47 Ibid., paragr. 48.
48 Supra, note 10, paragr. 21.
49 Supra, note 40, paragr. 56
50 [1997] 1 R.C.S. 748 , paragr. 60.
51 Voir l’arrêt Godin, supra, note 12, paragr. 47 (le juge Fish) et 165 (le juge Chamberland) et l’arrêt Bourassa, supra, note 20, paragr. 22
52 Ibid., paragr. 51.
53 Arrêt Amar, supra, note 13, paragr. 27.
54 Ibid., paragr. 26
55 Supra, note 10, paragr. 24.»
[nos soulignements]
[26] D’autre part, le tribunal ajoute qu’il y a erreur manifeste lorsque la décision méconnaît une règle de droit, applique un faux principe, statue sans preuve, néglige un élément de preuve important ou adopte une méthode qui crée une injustice certaine. Ces critères, bien qu’étant non exhaustifs, permettent de mieux situer cette notion[9] de vice de fond ou de procédure.
[27] Le soussigné n’a pas à se demander s’il aurait rendu la même décision, mais doit se limiter à vérifier si la décision attaquée est entachée d’une erreur à ce point fondamentale, évidente et déterminante qu’elle doit entraîner sa nullité[10].

**DÉFIS**
• A. Traduisez en anglais cette phrase de l'extrait sur l'erreur manifeste : « D’autre part, le tribunal ajoute qu’il y a erreur manifeste lorsque la décision méconnaît une règle de droit, applique un faux principe, statue sans preuve, néglige un élément de preuve important ou adopte une méthode qui crée une injustice certaine. »
• B. Reproduisez fidèlement le passage de l'extrait qui commence par les mots contenant « 51 Voir l’arrêt » et se termine par « entraîner sa nullité[10]. ».

**ENTRÉES**
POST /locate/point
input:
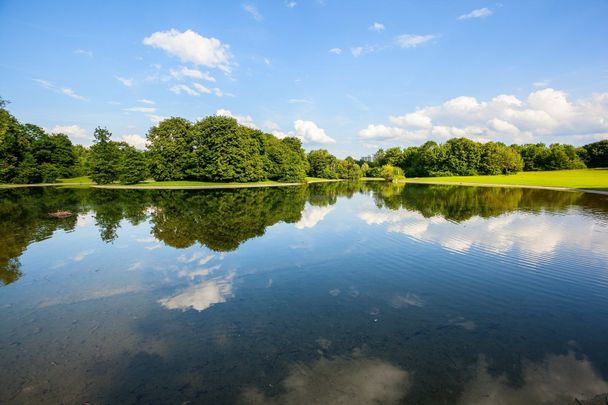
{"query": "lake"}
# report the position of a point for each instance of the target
(331, 293)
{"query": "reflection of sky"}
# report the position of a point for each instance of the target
(540, 234)
(312, 215)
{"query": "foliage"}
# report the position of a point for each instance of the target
(170, 149)
(104, 158)
(133, 166)
(322, 164)
(390, 172)
(596, 154)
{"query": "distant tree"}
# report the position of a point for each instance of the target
(364, 169)
(463, 157)
(223, 150)
(349, 169)
(496, 158)
(104, 157)
(133, 165)
(597, 154)
(170, 149)
(322, 164)
(390, 172)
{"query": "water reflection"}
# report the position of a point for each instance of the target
(353, 379)
(559, 379)
(203, 294)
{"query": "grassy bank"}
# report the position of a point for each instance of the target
(587, 179)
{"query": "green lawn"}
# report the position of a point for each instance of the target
(81, 179)
(596, 179)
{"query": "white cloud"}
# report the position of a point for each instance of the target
(137, 141)
(192, 73)
(141, 109)
(190, 46)
(182, 88)
(416, 119)
(201, 296)
(63, 90)
(299, 101)
(309, 132)
(201, 89)
(413, 40)
(84, 52)
(74, 132)
(306, 131)
(382, 132)
(376, 26)
(125, 81)
(544, 116)
(245, 120)
(253, 10)
(155, 119)
(312, 215)
(477, 13)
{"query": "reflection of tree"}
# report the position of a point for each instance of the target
(459, 203)
(24, 219)
(222, 220)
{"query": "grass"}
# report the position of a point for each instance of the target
(593, 179)
(81, 179)
(197, 183)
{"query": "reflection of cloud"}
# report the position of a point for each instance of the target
(350, 381)
(80, 256)
(201, 296)
(531, 233)
(202, 259)
(84, 220)
(312, 216)
(136, 265)
(199, 272)
(90, 295)
(559, 379)
(400, 301)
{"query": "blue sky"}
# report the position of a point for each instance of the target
(349, 76)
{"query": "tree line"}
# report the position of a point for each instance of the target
(464, 157)
(219, 149)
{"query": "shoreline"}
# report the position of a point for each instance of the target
(555, 188)
(144, 187)
(232, 186)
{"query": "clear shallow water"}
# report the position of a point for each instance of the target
(344, 293)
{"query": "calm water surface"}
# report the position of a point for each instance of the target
(335, 293)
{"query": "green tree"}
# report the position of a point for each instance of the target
(133, 165)
(597, 154)
(225, 151)
(104, 158)
(322, 164)
(170, 149)
(496, 158)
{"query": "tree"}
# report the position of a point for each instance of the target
(496, 158)
(390, 172)
(322, 164)
(170, 149)
(597, 154)
(223, 150)
(104, 158)
(133, 165)
(349, 169)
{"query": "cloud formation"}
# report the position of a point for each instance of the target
(546, 115)
(192, 47)
(477, 13)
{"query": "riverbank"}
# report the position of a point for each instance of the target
(170, 185)
(586, 180)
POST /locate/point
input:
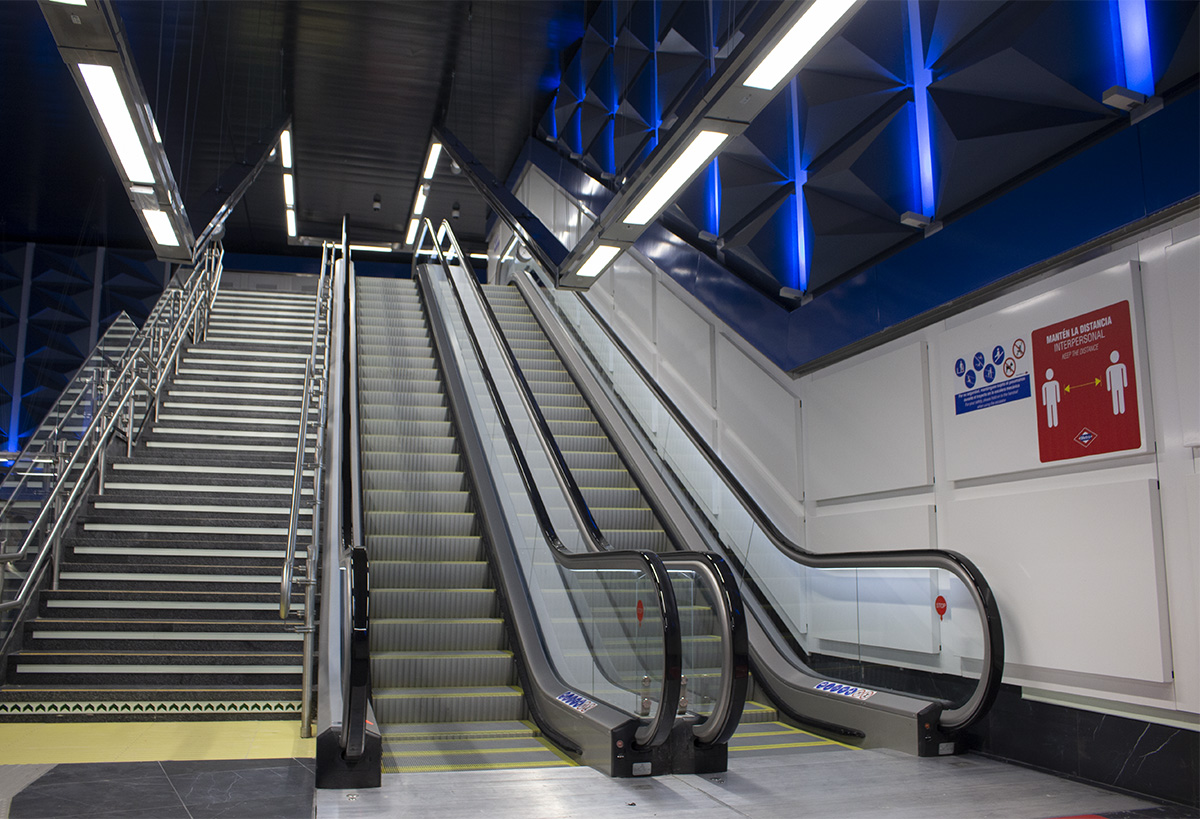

**SOLUTIONS PAR TÂCHE**
• A. Furthermore, the tribunal adds that there is a manifest error when the decision ignores a rule of law, applies a wrong principle, rules without evidence, overlooks an important piece of evidence, or adopts a method that creates a definite injustice.

• B.
51 Voir l’arrêt Godin, supra, note 12, paragr. 47 (le juge Fish) et 165 (le juge Chamberland) et l’arrêt Bourassa, supra, note 20, paragr. 22
52 Ibid., paragr. 51.
53 Arrêt Amar, supra, note 13, paragr. 27.
54 Ibid., paragr. 26
55 Supra, note 10, paragr. 24.»
[nos soulignements]
[26] D’autre part, le tribunal ajoute qu’il y a erreur manifeste lorsque la décision méconnaît une règle de droit, applique un faux principe, statue sans preuve, néglige un élément de preuve important ou adopte une méthode qui crée une injustice certaine. Ces critères, bien qu’étant non exhaustifs, permettent de mieux situer cette notion[9] de vice de fond ou de procédure.
[27] Le soussigné n’a pas à se demander s’il aurait rendu la même décision, mais doit se limiter à vérifier si la décision attaquée est entachée d’une erreur à ce point fondamentale, évidente et déterminante qu’elle doit entraîner sa nullité[10].